▶ [PROBLEM TO SOLVE] Transcribe the entries below with complete accuracy, excluding the pictures.
....
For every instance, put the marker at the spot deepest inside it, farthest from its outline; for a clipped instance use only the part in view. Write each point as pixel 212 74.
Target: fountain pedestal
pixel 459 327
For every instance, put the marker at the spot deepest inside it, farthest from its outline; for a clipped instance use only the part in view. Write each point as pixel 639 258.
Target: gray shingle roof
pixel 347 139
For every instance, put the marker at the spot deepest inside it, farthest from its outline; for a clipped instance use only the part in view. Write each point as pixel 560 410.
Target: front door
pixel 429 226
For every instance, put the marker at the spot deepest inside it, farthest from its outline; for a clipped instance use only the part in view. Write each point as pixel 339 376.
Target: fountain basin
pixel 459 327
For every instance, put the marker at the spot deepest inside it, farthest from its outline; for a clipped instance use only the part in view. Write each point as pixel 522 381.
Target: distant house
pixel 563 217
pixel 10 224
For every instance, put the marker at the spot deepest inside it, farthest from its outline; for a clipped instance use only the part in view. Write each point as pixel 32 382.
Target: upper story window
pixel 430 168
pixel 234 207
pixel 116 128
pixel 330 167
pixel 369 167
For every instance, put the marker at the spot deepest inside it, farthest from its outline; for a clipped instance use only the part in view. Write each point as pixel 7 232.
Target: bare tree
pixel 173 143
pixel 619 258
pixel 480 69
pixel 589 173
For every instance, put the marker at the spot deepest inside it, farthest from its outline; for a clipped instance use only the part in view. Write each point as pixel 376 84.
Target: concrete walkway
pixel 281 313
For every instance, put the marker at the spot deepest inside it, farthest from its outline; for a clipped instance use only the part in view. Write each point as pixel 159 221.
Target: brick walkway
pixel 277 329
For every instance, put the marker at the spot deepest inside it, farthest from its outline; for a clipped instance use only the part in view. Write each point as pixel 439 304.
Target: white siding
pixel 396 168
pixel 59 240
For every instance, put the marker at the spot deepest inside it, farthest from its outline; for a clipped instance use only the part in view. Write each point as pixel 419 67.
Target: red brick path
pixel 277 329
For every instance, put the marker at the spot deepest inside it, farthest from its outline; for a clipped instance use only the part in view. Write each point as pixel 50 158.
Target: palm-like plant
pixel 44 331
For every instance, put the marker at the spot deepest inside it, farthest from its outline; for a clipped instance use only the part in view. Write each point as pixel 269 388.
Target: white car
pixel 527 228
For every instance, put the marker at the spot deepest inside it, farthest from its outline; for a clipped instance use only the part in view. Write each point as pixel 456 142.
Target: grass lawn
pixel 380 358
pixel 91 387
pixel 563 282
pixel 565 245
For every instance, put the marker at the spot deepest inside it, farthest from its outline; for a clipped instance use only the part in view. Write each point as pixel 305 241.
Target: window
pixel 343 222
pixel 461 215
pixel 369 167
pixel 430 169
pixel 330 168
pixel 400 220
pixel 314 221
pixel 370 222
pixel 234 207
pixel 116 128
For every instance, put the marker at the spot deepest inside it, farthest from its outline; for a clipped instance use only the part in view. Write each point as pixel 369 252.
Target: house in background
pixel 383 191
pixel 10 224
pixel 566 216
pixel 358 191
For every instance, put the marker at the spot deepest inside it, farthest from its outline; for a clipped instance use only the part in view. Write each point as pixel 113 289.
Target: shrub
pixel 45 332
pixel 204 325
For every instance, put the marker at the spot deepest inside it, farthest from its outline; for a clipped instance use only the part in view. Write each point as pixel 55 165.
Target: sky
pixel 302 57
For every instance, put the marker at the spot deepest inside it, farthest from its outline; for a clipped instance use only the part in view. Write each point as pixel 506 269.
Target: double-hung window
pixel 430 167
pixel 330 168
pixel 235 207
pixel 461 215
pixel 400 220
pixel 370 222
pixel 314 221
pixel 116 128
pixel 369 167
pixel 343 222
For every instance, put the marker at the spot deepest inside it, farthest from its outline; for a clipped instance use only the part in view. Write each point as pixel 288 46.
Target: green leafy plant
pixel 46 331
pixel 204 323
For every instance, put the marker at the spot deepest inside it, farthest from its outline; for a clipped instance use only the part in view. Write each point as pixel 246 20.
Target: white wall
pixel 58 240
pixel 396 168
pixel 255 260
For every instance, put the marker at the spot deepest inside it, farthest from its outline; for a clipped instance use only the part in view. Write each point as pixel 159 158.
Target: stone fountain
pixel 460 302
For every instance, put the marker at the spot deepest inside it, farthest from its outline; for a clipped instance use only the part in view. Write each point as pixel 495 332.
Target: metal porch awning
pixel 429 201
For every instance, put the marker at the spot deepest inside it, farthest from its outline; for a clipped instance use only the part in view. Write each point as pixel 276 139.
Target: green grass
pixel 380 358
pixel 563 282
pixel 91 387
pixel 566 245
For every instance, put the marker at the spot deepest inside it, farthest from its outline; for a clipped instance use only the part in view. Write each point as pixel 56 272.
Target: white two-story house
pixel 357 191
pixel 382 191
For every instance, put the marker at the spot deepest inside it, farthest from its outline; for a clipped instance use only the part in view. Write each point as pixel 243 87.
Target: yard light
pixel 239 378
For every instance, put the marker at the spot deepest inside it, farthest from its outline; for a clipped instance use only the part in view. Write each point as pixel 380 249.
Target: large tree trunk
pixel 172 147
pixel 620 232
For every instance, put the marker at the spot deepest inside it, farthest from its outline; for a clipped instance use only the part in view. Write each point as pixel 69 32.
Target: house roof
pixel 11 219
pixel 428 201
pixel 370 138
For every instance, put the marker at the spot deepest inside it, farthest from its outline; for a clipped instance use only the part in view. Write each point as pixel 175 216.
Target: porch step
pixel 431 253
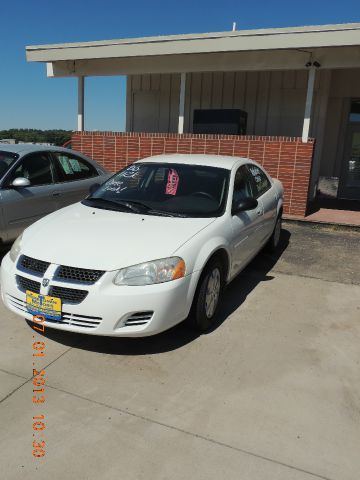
....
▶ [TASK ANSWER]
For every instance, put the marker at the spot deepest inside it, farthest from its outline; for a clipped instance use only the part in view. Write each point as pixel 212 74.
Target: fountain pedestal
pixel 459 327
For every instance, put the marker at the spot deepest inside it, farthest from its outline; for a clipped instance use only the part in view. Write each point as pixel 639 258.
Target: gray shingle roof
pixel 347 139
For every instance, put the marker at the spot deepest inside it, farthest from its outline; for a clipped instance use only the part in view. Write each point as pixel 560 410.
Target: front door
pixel 429 226
For every instance, put the marker at the spot deepest inside it, farthest from its outline; for a clipped instance use only the part in view. Write each point as pixel 339 376.
Target: fountain basin
pixel 459 327
For every instance, put the marker at the spot deepest inside it, farthest from its outline; for a clipped instance use only the part in view. Write each point as pixel 522 381.
Target: distant house
pixel 563 217
pixel 10 224
For every instance, put the marker at the spot deepest inside it, farthest from its outline; for a clipped instance use only the part in view. Write each point as pixel 32 382.
Target: upper story window
pixel 430 168
pixel 234 207
pixel 116 128
pixel 330 167
pixel 369 167
For every instance, put the marker at the spot deepest inside it, farthest from its outline; for a clipped instance use only the part in view. Write each point as pixel 7 232.
Target: bare tree
pixel 173 143
pixel 619 258
pixel 480 69
pixel 589 173
For every instance, put the marker at the spot deepest inside it, farthest from its outline; for a clipped instance use only the part in view. Write each point as pixel 376 84.
Target: concrete walkway
pixel 281 313
For every instance, put the marker at the spot deepest inside it, farthest from its outline; for a clipped instance use only the part in view. Write each point as pixel 159 221.
Target: brick walkway
pixel 277 329
For every instance, put the marker at the spot deepest inside it, farthest from its outline; for a clipped instance use only the part in view. Write each point as pixel 439 304.
Target: white siding
pixel 396 168
pixel 59 240
For every instance, put the marker at the spot deepest inside it, farthest from its outline; for a clipped instance use only the part in view. Write each point as pixel 419 67.
Target: red brick path
pixel 277 329
For every instance, put the marker at the spot deepest inside it, farthest from its outline; for a clipped instance use only the part in view. Write each point as pixel 50 158.
Target: palm-like plant
pixel 44 331
For every instance, put the marker at the spot deepest inside it, farthest from its outline; for a clipped instance use only the part in view. Write each point as pixel 269 388.
Target: white car
pixel 527 228
For every instance, put the marker at the spot deepest inside it, farthest from its outline; for a clipped instance use only the part in view. Write each point as pixel 456 142.
Target: grass lawn
pixel 380 358
pixel 91 387
pixel 563 282
pixel 565 245
For every instance, put the marker at the spot deepest inside it, farthest from its outline; for a clipped instance use only the part in view. Write each point as pixel 305 241.
Target: window
pixel 343 222
pixel 461 215
pixel 369 167
pixel 430 169
pixel 330 168
pixel 400 220
pixel 314 221
pixel 370 222
pixel 234 207
pixel 116 128
For every instance, put the marker at the spot deepest inside it, farthest from its outline; for a clipped instance use only the part in view. Write each point as pixel 369 252.
Target: house in background
pixel 383 191
pixel 10 224
pixel 566 216
pixel 358 191
For every instance, put the marker at the spot deepest inside it, farthest from its outline; for a clipped instance use only the part in view. Write each point as pixel 113 289.
Target: shrub
pixel 45 332
pixel 204 325
For every instance, put the marker at the spot deepest inside it, farthest from its outline; for a clipped instance use only the part in view. Write each point as pixel 55 165.
Target: sky
pixel 302 57
For every instance, put the marker at the spot deepest inside it, farthest from its outline; for a clipped instance use only the part in view. Write each point as pixel 506 269.
Target: double-hung window
pixel 430 167
pixel 330 168
pixel 235 207
pixel 461 215
pixel 400 220
pixel 370 222
pixel 314 221
pixel 116 128
pixel 369 167
pixel 343 222
For every instance, put the marker at the spot deepest inside it, farthest from its outline; for a clipped instance use only the part in view. Write each point as pixel 288 46.
Target: green leafy plant
pixel 46 331
pixel 204 323
For every instance, put the marker at the spot deepest inside it, farthest from its outline; for a clipped instance use only the part in view. Write each point as pixel 246 20.
Target: white wall
pixel 58 240
pixel 396 168
pixel 255 260
For every instance, put the marker at the spot deepest inside it, farthest from its outline; for a clipped instance use only the part in view. Write each point as pixel 159 158.
Target: stone fountain
pixel 460 302
For every instance, put the marker at the spot deepest inside it, farthest from its outline; for a clipped instance use only the part in view. Write each point as pixel 495 332.
Target: metal porch awning
pixel 429 201
For every instance, put the marker at the spot deepest inside it, farthest from its outline; for a clipped instance use only the part in view. Write each point as pixel 276 139.
Target: green grass
pixel 380 358
pixel 563 282
pixel 91 387
pixel 566 245
For every instance, put the marker at the spot deepest inside it, farthest from its outline; for a clipped instance use only the part in view. Write each point as pixel 56 272.
Target: white two-story house
pixel 357 191
pixel 382 191
For every instance, put the marker at the spot deepest inside it, farthest from its outline; for a clipped instance use only the part in view. Write each point as pixel 243 87.
Target: yard light
pixel 239 378
For every instance, put the marker at the spot deepest inside it, farthest from its outline; for a clipped instance use only the part in view. Write each point as pixel 380 249.
Target: large tree trunk
pixel 172 147
pixel 620 232
For every instance, put the marker at the spot deepest inside it, farthest from its outline; for a clipped instance use only the part in view. Write each point as pixel 69 32.
Target: house roof
pixel 11 219
pixel 428 201
pixel 370 138
For every instance, put the marker at the spot deepest inside it, farthest from its outline; for a clipped instance use only the part in view. Write each point as pixel 175 216.
Target: porch step
pixel 431 253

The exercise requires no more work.